--- Begin Given text ---

U.S. Poet Laureate Charles Simic’s book Sixty Poems spans twenty years and nine books and sixty poems in which the intelligence behind the poetry reflects on both happiness and unhappiness, beauty and pain, but never abandons the sense of humor that might be the warmest humor in the history of poetry. These poems are presumably Simic’s own favorites, and to read them is to be let in on a process of important self-reflection. Nearly all of these poems try to nose out that unnamable something that compels so many writers to write as a way of being in the world. Reading Sixty Poems will make you grateful for the existence of poet Charles Simic.

 

Sharma, Prageeta.  Infamous Landscapes.  Fence Books, 2007.

--- End Given text ---

[Written instruction 1]
Answer these questions about the passage on Sixty Poems, one line each:
(a) How many years does Sixty Poems span?
(b) What title does the passage give Charles Simic?
(c) Which publisher is listed for Infamous Landscapes?

--- Begin Dataset extract ---

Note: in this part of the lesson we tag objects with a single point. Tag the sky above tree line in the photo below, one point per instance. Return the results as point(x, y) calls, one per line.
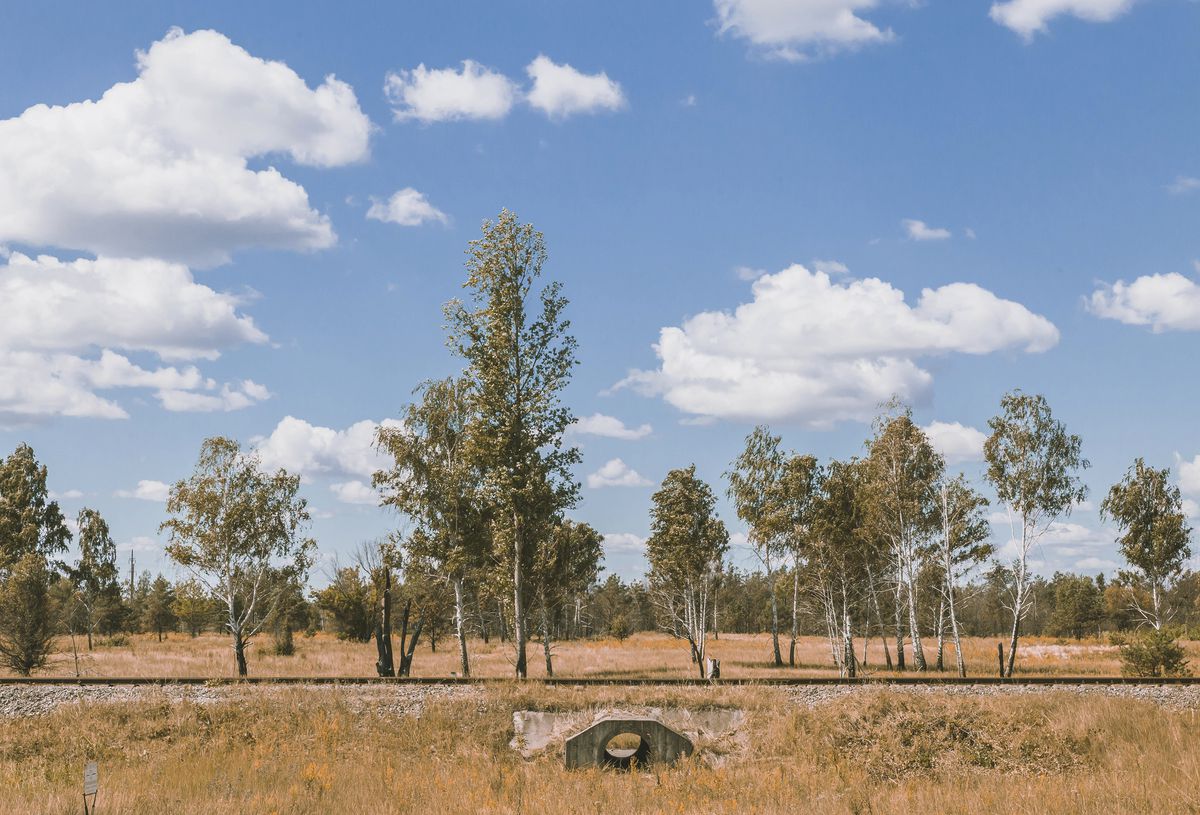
point(244, 219)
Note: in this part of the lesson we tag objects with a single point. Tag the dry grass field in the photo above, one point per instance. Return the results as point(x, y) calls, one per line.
point(293, 750)
point(652, 655)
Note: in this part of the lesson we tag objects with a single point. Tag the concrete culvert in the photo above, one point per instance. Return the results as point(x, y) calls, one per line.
point(625, 744)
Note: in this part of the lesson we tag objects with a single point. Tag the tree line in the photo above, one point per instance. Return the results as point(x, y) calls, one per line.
point(888, 545)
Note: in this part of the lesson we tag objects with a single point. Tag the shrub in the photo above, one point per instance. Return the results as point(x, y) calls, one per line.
point(28, 619)
point(1155, 653)
point(619, 627)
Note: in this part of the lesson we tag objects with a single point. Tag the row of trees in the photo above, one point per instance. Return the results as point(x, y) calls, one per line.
point(877, 545)
point(870, 541)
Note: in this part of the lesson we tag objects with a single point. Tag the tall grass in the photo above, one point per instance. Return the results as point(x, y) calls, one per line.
point(293, 750)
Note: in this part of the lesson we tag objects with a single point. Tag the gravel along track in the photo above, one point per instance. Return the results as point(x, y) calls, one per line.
point(1174, 696)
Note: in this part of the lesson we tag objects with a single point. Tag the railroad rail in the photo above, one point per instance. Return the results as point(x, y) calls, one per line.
point(633, 682)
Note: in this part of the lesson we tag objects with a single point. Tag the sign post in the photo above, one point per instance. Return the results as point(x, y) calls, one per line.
point(90, 786)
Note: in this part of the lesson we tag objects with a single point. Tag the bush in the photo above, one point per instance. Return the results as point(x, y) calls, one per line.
point(28, 618)
point(619, 627)
point(1155, 653)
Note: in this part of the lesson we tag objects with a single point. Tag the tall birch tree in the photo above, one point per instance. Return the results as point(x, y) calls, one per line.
point(687, 543)
point(437, 484)
point(756, 487)
point(1033, 465)
point(229, 523)
point(1155, 535)
point(799, 486)
point(904, 471)
point(95, 571)
point(520, 354)
point(961, 546)
point(30, 521)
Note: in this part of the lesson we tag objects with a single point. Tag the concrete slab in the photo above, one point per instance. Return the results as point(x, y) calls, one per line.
point(658, 744)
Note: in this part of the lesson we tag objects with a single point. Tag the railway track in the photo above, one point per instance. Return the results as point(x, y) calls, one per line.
point(783, 682)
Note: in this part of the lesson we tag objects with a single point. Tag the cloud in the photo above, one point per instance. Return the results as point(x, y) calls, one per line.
point(306, 449)
point(559, 90)
point(35, 385)
point(957, 443)
point(797, 30)
point(624, 543)
point(616, 473)
point(147, 490)
point(139, 544)
point(810, 351)
point(832, 268)
point(921, 231)
point(1030, 17)
point(355, 492)
point(598, 424)
point(157, 167)
point(445, 95)
point(1188, 473)
point(1183, 184)
point(55, 316)
point(408, 208)
point(151, 305)
point(1165, 303)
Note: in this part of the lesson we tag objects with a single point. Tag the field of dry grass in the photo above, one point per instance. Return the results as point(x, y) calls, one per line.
point(654, 655)
point(298, 751)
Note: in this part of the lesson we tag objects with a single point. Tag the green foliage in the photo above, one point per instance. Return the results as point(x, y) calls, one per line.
point(349, 603)
point(756, 490)
point(1032, 460)
point(28, 616)
point(520, 355)
point(193, 606)
point(229, 523)
point(1152, 653)
point(619, 628)
point(435, 481)
point(1078, 605)
point(687, 539)
point(29, 521)
point(159, 612)
point(1149, 510)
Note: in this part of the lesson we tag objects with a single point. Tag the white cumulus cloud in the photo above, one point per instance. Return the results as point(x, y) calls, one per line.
point(408, 208)
point(958, 443)
point(431, 95)
point(147, 490)
point(1030, 17)
point(599, 424)
point(151, 305)
point(616, 473)
point(559, 90)
point(814, 351)
point(1165, 303)
point(157, 166)
point(355, 492)
point(306, 449)
point(922, 231)
point(624, 543)
point(797, 30)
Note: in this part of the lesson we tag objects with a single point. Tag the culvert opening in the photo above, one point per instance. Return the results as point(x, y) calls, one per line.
point(627, 750)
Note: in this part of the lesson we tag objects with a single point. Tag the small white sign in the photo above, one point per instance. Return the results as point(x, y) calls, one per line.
point(90, 778)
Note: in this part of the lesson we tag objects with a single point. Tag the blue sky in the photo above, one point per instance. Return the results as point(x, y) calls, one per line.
point(193, 255)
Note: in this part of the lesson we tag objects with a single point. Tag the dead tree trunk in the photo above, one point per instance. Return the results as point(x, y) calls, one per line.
point(460, 612)
point(384, 665)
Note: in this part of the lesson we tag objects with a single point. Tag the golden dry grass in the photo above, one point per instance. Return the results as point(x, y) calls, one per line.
point(654, 655)
point(299, 751)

--- End Dataset extract ---

[Written instruction 2] Express the entries from their start down through the line containing "point(244, 219)" as a Markdown table with the columns Row and Line, omitting the pictures and any blank lines.

[Expected output 1]
(a) Twenty years.
(b) U.S. Poet Laureate.
(c) Fence Books.

[Expected output 2]
| Row | Line |
|---|---|
| 1 | Note: in this part of the lesson we tag objects with a single point. Tag the sky above tree line in the photo below, one point per instance. Return the results as point(x, y) calls, one per line. |
| 2 | point(244, 219) |